Material for this task =

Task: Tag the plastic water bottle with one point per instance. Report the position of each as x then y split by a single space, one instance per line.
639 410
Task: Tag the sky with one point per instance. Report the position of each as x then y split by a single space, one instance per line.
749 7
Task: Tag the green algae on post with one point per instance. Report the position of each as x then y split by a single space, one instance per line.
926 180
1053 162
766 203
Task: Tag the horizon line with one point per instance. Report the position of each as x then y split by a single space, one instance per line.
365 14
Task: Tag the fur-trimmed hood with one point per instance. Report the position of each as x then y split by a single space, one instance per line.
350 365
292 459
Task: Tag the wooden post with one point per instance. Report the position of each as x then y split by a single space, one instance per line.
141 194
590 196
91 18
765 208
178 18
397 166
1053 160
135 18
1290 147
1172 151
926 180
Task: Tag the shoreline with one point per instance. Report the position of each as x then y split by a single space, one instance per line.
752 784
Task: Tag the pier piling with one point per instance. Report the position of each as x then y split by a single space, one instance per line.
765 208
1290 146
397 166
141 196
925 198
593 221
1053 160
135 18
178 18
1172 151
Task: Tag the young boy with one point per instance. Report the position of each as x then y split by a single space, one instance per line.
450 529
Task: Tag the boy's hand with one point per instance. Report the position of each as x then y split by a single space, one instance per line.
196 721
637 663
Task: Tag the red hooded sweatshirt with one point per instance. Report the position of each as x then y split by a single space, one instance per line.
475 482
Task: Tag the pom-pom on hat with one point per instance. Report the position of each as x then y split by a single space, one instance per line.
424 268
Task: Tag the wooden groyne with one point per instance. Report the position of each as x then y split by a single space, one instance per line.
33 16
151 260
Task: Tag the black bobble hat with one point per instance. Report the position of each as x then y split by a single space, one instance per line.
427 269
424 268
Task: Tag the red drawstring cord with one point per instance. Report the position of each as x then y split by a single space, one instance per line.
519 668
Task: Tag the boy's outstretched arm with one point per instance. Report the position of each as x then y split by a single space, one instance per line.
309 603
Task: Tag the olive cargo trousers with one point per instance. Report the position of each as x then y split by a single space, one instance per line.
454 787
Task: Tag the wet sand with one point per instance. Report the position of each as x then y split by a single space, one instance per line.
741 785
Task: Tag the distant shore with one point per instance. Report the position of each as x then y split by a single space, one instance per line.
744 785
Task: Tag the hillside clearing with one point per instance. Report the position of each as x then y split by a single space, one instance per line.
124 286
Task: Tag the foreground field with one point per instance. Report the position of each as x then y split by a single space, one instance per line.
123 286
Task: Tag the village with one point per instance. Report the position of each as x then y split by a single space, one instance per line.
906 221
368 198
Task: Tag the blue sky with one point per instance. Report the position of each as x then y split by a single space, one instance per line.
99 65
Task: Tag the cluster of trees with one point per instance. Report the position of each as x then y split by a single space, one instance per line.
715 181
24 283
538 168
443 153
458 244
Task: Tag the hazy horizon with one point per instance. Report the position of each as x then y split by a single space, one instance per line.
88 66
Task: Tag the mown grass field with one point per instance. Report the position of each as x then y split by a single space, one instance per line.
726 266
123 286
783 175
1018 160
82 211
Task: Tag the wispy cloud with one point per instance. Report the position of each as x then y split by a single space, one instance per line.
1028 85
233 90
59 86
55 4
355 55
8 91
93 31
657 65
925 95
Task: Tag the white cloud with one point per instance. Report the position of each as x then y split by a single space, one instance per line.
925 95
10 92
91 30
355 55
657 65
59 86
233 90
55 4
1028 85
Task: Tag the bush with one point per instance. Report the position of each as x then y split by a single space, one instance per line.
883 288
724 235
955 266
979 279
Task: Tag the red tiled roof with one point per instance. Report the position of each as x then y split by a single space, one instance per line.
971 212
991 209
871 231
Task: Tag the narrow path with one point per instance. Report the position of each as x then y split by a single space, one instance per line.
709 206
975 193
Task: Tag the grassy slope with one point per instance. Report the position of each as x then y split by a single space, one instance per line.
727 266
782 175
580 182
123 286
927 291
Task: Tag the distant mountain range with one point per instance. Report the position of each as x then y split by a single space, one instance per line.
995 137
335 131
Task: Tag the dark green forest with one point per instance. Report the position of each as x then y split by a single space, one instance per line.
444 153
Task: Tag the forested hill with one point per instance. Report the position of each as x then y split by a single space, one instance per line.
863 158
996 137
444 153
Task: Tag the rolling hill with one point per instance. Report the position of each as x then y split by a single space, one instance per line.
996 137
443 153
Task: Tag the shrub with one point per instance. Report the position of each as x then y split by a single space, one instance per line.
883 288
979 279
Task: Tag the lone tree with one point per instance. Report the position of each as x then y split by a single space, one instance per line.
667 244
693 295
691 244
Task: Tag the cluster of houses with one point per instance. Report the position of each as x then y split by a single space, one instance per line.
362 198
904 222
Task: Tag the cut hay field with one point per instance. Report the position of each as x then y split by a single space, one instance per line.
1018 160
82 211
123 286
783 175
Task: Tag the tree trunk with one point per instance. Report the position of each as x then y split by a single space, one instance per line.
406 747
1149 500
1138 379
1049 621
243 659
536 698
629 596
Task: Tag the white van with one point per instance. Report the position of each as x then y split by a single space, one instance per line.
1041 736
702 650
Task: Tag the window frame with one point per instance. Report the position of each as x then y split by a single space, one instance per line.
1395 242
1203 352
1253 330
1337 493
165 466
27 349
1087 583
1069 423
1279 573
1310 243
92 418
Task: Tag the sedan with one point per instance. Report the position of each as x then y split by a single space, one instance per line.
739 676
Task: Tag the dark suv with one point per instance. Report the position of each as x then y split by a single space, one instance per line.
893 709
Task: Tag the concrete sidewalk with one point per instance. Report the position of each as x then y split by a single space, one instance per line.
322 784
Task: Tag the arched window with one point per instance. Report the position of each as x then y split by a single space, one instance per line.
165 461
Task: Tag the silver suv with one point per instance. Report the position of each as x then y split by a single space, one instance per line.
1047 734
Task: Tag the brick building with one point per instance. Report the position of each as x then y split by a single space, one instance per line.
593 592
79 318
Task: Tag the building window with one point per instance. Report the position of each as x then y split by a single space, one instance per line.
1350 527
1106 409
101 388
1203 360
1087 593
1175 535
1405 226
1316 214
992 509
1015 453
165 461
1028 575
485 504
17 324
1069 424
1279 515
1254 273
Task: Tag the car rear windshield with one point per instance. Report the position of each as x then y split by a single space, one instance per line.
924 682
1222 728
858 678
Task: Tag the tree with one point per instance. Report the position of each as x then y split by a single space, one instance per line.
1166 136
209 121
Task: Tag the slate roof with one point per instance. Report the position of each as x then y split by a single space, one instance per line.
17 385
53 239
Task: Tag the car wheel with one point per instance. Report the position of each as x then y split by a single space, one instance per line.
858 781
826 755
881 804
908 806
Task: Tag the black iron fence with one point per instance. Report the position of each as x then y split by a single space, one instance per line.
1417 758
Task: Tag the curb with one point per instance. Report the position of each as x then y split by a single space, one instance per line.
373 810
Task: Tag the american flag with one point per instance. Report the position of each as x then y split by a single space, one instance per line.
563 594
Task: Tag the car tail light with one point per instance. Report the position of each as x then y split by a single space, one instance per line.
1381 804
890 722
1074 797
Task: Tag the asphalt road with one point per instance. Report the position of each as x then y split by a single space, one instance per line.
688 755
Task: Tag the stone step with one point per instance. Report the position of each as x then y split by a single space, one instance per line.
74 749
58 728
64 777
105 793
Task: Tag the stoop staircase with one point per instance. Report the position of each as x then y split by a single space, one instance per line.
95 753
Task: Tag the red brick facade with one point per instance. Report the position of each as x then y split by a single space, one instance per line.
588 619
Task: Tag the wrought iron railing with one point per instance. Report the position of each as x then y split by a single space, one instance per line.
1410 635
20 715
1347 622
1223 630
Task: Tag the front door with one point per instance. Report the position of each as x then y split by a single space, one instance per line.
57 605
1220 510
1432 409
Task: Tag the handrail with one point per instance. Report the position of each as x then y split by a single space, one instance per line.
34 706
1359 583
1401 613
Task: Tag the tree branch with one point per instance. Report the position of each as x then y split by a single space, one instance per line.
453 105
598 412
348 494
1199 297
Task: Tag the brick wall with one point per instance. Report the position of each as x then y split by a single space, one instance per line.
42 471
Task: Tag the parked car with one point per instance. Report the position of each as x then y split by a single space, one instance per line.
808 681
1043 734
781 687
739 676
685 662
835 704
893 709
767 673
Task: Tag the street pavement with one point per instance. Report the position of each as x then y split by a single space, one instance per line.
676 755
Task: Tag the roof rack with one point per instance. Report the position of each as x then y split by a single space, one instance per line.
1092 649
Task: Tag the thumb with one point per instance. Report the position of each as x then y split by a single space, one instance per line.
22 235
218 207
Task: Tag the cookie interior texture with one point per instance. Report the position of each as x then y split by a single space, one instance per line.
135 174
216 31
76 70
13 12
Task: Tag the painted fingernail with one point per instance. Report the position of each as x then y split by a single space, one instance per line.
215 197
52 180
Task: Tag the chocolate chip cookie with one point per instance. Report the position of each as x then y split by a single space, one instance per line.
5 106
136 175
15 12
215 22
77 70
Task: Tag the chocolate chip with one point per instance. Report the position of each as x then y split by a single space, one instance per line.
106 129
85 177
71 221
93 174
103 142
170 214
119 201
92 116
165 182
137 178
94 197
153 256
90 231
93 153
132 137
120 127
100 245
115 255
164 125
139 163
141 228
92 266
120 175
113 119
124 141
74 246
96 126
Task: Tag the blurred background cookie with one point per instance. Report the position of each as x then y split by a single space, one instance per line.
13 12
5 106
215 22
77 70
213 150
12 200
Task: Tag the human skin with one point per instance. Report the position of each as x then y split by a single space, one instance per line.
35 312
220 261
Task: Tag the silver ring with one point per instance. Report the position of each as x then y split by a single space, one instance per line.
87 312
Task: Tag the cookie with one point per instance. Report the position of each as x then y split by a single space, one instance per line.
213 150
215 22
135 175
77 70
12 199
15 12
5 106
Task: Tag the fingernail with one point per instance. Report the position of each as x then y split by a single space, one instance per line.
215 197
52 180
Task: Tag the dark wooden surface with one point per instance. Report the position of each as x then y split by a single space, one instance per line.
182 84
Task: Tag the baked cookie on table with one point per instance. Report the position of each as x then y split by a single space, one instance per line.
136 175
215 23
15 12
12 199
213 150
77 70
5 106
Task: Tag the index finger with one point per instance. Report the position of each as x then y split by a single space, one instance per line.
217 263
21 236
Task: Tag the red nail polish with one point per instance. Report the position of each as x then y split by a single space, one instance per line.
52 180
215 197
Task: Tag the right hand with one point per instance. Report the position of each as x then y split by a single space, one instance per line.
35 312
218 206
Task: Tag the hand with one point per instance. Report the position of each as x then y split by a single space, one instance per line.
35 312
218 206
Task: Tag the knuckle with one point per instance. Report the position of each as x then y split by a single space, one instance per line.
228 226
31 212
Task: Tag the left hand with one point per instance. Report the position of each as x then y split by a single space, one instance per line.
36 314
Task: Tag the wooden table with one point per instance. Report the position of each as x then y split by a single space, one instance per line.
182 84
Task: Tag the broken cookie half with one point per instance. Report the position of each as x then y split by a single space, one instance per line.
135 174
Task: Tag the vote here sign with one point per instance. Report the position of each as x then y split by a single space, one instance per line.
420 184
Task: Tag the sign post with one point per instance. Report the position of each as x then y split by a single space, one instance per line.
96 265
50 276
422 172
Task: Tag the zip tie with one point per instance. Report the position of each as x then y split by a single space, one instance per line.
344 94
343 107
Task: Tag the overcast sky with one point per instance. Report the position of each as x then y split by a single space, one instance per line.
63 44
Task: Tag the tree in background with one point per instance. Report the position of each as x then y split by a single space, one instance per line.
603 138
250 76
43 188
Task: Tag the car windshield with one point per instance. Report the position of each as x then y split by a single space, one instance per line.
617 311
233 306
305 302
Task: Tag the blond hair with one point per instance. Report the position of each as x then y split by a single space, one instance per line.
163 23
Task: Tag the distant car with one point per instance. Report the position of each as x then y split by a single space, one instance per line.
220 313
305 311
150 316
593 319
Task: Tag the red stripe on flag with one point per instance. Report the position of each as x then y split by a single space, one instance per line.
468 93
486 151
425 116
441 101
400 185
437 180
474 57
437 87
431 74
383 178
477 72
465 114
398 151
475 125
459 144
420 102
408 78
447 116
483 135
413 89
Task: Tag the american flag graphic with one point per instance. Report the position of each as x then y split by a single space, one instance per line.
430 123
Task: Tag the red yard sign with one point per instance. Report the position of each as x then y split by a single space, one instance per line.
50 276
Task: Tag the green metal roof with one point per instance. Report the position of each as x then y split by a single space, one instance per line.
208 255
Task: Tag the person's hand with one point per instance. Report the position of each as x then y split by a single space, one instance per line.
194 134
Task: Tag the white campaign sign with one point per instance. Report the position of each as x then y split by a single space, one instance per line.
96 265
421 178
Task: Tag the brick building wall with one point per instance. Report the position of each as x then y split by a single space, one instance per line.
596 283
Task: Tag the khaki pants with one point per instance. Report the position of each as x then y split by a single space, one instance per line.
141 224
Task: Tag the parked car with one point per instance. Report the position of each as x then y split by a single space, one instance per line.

Exercise objective =
Write out only what runs from the line holding "Task: Tag the person's" through the last line of the records, exactly as shown.

Exercise output =
Task: Tag the person's hand with one point per instance. Report the position of each as x then y split by a single space, one instance per line.
194 134
Task: Tag the white campaign sign with one point per instance. Report the position of each as x then y split by a single space, one instance per line.
96 265
421 178
Task: Tag the brick building wall with one point per instance. Report the position of each as x then y split by a single space, one instance per line.
596 283
Task: Tag the khaki pants with one point per instance. Report the position of each as x then y split by a single space, one instance per line.
141 224
Task: Tag the parked car with one point per instance. Report the position of each as x then y split by a single space, one instance per line.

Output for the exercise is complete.